[SOURCE DOCUMENT]
☆ ☆ ☆ ☆ ☆
Valhalla's Spatial Index Just Got An Update

The good thing about joining an open source project is that you don’t have to start from scratch. The bad thing about it is that you can’t start from scratch: often, you are limited by what’s been done already. But those limits can also present great opportunities to work on unique problems requiring unique solutions.

In this post, I want to write about my endeavor to speed up Valhalla’s spatial search by improving the spatial index on its graph edges. This started as a conversation I had with Kevin Kreiser about two years ago, about making Valhalla’s path finding around excluded areas faster. He said he’d had an idea for an improved spatial index a while ago, with the goal to speed up the location search, and so I was immediately hooked.

It took me a good amount of experiments (both successful and failed ones), spanning almost two years, working on it here and there, whenever I had some spare time. It ended up making me really comfortable with Valhalla’s concepts and vast code base, because it touched on so many aspects: graph tile building, computational geometry, and the entirety of Valhalla’s location search module. But let’s move through this step by step.

What’s a spatial index, anyway?
☆ ☆ ☆ ☆ ☆
[REQUEST A]
Report how many lines of the listing below contain the string "water", treating case as significant. Give only the number.

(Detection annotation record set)
☆ ☆ ☆ ☆ ☆
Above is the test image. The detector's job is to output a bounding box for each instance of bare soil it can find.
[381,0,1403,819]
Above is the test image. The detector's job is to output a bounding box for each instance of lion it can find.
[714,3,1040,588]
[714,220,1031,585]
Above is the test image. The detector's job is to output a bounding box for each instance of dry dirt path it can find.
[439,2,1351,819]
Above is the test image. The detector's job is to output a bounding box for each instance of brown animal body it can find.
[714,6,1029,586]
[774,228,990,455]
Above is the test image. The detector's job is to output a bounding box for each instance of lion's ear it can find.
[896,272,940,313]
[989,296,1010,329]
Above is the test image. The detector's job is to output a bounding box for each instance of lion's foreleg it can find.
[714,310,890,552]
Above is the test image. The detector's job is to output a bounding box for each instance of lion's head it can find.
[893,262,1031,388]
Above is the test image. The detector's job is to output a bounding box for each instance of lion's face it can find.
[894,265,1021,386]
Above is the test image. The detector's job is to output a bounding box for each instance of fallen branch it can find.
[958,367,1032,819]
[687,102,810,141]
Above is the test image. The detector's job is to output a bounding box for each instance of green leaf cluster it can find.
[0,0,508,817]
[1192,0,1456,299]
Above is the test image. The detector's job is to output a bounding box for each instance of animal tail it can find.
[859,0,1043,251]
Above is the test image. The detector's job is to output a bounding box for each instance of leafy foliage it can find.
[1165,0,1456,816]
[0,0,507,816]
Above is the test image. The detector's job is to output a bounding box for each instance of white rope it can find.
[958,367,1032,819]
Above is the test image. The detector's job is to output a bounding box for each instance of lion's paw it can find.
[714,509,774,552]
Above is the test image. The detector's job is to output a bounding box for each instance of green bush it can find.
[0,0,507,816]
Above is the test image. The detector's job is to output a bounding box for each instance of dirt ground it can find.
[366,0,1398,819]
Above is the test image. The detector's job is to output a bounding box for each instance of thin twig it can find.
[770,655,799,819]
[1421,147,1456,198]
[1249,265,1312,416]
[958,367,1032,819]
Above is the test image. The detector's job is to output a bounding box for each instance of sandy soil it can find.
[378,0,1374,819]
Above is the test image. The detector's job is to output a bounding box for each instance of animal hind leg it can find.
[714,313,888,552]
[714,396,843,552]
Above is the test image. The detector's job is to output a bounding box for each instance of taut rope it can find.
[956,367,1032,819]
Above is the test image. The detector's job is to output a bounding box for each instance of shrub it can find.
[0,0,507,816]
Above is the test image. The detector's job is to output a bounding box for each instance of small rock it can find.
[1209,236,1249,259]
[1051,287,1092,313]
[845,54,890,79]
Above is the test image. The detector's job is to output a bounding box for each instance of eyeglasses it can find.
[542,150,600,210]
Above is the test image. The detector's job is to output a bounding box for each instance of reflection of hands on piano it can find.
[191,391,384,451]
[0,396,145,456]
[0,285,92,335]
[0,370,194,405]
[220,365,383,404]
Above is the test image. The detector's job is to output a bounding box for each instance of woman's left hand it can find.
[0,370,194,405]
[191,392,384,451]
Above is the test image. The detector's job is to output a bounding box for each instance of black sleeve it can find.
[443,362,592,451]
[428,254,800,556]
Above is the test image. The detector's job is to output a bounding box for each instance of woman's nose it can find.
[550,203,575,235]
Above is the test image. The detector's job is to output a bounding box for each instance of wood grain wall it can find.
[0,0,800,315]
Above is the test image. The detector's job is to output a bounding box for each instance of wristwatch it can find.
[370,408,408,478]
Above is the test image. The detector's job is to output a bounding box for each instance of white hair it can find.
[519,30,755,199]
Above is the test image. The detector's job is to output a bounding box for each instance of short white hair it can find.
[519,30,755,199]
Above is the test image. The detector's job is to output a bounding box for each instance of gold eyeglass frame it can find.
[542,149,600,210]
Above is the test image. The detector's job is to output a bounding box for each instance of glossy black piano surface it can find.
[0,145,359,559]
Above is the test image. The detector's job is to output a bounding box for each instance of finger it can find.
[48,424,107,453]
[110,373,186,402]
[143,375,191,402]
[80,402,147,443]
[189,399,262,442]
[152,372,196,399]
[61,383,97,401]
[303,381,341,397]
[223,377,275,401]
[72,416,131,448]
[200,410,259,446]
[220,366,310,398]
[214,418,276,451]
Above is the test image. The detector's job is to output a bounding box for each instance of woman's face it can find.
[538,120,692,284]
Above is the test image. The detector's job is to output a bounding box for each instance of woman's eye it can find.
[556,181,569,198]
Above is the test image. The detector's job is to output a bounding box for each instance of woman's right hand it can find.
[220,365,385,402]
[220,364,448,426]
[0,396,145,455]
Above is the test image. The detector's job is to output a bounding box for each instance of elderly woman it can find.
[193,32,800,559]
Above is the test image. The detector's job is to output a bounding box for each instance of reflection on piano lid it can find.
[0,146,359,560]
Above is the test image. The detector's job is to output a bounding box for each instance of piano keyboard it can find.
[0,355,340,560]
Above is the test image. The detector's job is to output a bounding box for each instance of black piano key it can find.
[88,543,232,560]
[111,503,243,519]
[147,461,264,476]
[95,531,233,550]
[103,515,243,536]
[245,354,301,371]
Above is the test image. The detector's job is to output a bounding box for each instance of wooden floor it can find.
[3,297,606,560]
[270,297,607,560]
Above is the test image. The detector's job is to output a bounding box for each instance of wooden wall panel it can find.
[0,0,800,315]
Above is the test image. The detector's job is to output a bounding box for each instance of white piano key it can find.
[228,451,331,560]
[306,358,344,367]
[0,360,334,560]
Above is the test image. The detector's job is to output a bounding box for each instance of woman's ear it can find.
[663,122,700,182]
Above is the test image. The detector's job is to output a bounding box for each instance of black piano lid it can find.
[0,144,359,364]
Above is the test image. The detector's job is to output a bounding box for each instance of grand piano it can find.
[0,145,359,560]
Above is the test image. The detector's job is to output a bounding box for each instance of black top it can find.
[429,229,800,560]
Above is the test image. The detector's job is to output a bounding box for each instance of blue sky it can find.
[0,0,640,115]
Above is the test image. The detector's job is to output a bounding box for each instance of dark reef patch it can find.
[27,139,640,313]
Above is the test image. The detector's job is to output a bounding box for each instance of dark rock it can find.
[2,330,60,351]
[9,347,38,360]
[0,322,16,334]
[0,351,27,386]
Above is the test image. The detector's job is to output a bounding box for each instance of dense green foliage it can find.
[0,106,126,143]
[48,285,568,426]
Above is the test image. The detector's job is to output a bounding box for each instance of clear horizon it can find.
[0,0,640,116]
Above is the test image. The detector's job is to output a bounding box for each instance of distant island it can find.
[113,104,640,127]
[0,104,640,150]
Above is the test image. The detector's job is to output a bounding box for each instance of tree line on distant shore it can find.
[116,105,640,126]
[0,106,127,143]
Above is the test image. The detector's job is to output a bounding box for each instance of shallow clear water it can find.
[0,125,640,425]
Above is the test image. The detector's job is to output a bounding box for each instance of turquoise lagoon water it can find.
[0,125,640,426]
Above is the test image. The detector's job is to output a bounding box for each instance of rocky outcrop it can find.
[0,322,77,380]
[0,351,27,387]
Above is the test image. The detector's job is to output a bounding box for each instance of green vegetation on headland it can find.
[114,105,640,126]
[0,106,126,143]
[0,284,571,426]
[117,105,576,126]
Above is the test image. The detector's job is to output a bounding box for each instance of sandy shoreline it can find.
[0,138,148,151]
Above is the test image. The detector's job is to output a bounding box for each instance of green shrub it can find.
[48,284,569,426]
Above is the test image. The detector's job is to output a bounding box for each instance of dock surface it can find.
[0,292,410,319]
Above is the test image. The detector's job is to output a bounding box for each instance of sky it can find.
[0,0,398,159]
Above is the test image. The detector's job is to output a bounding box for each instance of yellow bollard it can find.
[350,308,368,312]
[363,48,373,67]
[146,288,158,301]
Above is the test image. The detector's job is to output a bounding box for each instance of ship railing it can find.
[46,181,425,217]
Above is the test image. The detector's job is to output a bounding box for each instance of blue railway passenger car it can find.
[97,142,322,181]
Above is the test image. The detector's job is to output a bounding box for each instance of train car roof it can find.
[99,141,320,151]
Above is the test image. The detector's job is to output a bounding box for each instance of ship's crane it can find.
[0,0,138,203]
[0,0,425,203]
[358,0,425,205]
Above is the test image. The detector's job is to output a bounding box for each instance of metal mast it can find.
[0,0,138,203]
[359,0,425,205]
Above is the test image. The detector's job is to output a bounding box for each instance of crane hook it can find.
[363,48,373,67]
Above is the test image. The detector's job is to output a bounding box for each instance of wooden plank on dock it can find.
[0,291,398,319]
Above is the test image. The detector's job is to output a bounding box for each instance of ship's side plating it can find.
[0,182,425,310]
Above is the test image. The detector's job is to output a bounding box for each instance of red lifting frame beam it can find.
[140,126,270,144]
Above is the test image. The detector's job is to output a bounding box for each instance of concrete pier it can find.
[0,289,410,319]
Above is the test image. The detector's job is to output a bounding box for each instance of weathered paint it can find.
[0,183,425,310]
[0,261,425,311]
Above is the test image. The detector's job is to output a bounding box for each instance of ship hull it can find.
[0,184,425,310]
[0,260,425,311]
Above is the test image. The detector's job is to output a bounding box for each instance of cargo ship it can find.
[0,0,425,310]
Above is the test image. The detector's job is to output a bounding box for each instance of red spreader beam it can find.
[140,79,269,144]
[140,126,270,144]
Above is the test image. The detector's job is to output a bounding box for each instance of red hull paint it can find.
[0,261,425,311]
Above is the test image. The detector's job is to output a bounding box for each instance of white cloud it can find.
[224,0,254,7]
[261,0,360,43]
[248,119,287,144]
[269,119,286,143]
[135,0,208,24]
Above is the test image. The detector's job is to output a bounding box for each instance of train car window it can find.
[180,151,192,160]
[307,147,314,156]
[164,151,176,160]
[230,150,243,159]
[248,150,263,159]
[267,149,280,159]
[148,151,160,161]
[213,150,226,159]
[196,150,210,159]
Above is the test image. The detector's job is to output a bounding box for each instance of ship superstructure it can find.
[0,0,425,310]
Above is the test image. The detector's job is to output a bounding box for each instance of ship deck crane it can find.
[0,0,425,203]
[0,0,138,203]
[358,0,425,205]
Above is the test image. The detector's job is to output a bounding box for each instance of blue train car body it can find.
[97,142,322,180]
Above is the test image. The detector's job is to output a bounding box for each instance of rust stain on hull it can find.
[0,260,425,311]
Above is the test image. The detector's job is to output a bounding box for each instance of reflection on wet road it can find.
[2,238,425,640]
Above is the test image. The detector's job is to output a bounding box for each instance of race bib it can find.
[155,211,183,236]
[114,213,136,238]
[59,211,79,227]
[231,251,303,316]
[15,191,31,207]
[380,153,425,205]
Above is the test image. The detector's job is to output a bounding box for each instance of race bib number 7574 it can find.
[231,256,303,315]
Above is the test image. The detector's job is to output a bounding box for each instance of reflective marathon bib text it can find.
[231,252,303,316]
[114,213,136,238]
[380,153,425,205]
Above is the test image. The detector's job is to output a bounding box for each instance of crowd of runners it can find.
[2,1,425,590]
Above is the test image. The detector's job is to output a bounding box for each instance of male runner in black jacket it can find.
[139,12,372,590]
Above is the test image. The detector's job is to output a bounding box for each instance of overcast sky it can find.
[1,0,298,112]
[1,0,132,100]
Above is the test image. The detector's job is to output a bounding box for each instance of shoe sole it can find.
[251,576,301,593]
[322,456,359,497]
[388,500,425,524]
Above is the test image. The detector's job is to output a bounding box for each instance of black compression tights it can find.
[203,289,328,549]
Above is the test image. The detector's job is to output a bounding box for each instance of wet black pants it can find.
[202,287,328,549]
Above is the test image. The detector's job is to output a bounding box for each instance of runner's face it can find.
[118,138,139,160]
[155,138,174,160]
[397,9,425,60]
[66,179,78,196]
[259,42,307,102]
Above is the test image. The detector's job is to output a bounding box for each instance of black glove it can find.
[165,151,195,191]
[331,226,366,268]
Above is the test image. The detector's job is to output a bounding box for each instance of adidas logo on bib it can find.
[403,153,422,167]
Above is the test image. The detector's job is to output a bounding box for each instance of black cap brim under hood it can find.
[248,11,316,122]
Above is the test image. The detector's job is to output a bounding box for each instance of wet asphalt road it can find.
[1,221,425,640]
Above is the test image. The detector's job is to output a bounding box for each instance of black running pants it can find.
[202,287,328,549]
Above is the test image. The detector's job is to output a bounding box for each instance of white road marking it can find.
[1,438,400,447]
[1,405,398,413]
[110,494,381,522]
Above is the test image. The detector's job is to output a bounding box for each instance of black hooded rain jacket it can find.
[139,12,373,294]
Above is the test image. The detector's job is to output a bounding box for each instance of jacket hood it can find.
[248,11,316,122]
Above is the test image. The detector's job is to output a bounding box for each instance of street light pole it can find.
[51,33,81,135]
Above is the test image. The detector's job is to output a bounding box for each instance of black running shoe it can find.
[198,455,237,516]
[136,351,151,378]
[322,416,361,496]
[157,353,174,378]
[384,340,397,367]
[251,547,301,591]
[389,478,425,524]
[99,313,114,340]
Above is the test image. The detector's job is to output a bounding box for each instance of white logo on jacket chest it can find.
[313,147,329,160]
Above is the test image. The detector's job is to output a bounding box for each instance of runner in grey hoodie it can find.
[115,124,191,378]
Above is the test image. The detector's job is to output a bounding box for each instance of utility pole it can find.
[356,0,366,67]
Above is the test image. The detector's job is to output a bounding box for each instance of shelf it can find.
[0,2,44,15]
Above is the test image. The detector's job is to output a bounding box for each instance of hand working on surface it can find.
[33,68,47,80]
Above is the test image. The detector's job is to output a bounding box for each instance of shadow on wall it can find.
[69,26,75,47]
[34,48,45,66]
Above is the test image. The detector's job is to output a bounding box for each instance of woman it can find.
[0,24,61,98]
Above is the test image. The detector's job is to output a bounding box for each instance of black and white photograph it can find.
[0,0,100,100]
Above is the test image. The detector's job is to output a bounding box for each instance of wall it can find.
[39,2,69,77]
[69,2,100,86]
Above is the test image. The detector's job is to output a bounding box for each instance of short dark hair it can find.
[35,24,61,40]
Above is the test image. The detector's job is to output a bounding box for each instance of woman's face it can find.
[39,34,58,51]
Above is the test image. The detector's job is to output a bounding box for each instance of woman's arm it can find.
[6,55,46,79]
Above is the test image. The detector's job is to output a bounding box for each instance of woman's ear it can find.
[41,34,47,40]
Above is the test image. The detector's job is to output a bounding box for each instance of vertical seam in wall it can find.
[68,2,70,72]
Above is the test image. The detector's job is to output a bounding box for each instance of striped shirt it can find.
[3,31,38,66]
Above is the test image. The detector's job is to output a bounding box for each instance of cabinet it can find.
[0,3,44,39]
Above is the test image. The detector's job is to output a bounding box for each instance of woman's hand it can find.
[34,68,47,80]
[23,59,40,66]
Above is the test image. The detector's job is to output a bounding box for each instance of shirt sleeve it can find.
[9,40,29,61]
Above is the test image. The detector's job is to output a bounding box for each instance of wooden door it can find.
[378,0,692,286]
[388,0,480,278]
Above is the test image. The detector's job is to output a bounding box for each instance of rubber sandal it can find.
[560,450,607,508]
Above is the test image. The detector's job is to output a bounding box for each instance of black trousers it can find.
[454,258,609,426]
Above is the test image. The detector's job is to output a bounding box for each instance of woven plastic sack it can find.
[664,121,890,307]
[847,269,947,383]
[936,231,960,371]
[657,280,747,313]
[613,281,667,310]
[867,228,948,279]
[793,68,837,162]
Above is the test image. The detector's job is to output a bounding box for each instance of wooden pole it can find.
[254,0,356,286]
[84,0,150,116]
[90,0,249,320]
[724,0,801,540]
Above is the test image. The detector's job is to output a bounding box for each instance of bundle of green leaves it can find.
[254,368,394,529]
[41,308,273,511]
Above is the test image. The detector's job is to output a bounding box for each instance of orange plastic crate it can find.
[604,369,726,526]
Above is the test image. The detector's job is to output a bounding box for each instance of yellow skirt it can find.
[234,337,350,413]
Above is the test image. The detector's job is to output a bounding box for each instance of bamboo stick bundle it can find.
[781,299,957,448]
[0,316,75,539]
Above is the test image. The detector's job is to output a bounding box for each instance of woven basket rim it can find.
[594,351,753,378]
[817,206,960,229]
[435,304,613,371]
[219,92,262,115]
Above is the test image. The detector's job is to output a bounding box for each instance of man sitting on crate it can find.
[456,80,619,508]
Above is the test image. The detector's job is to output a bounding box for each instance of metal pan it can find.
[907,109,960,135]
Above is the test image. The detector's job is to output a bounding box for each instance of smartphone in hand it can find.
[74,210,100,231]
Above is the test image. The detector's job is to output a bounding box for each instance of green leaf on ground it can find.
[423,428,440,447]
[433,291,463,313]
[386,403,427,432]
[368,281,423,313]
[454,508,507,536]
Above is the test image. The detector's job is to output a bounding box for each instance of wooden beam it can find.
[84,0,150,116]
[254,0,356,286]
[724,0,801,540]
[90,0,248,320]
☆ ☆ ☆ ☆ ☆
[REQUEST B]
Resume the post on Valhalla's spatial index from the point after its last line shown above.

[EXERCISE RESPONSE A]
2

[EXERCISE RESPONSE B]
Broadly speaking, a spatial index is a way to hierarchically cluster spatial features into groups of nearby features, so that when you want to, for example, find all features within a given distance from a known point, you don’t have to go check each and every feature in your data set; the spatial index helps you quickly find the relevant features. People have thought and written about all kinds of spatial indices for decades, so I will leave it at this broad definition and kindly direct you to the search engine of your choice if you want to know more about the topic.

What does Valhalla’s spatial indexing look like?

Let’s start by looking at a common scenario for any routing software: a user wants to know the best path from point A to point B. The routing software receives two coordinate pairs and, before being able to compute any path, needs to find the nearest viable roads for each point.

Now, the naive approach would be to go through each road segment (referred to from here on as an edge) in the road network (referred to from here on as a graph) and measure the distance from the input points to the closest point on the edge. Except the graph contains every edge in the entire world, and distance measurements aren’t computationally cheap (one could argue that nothing is computationally cheap if you have to do it ~2 billion times).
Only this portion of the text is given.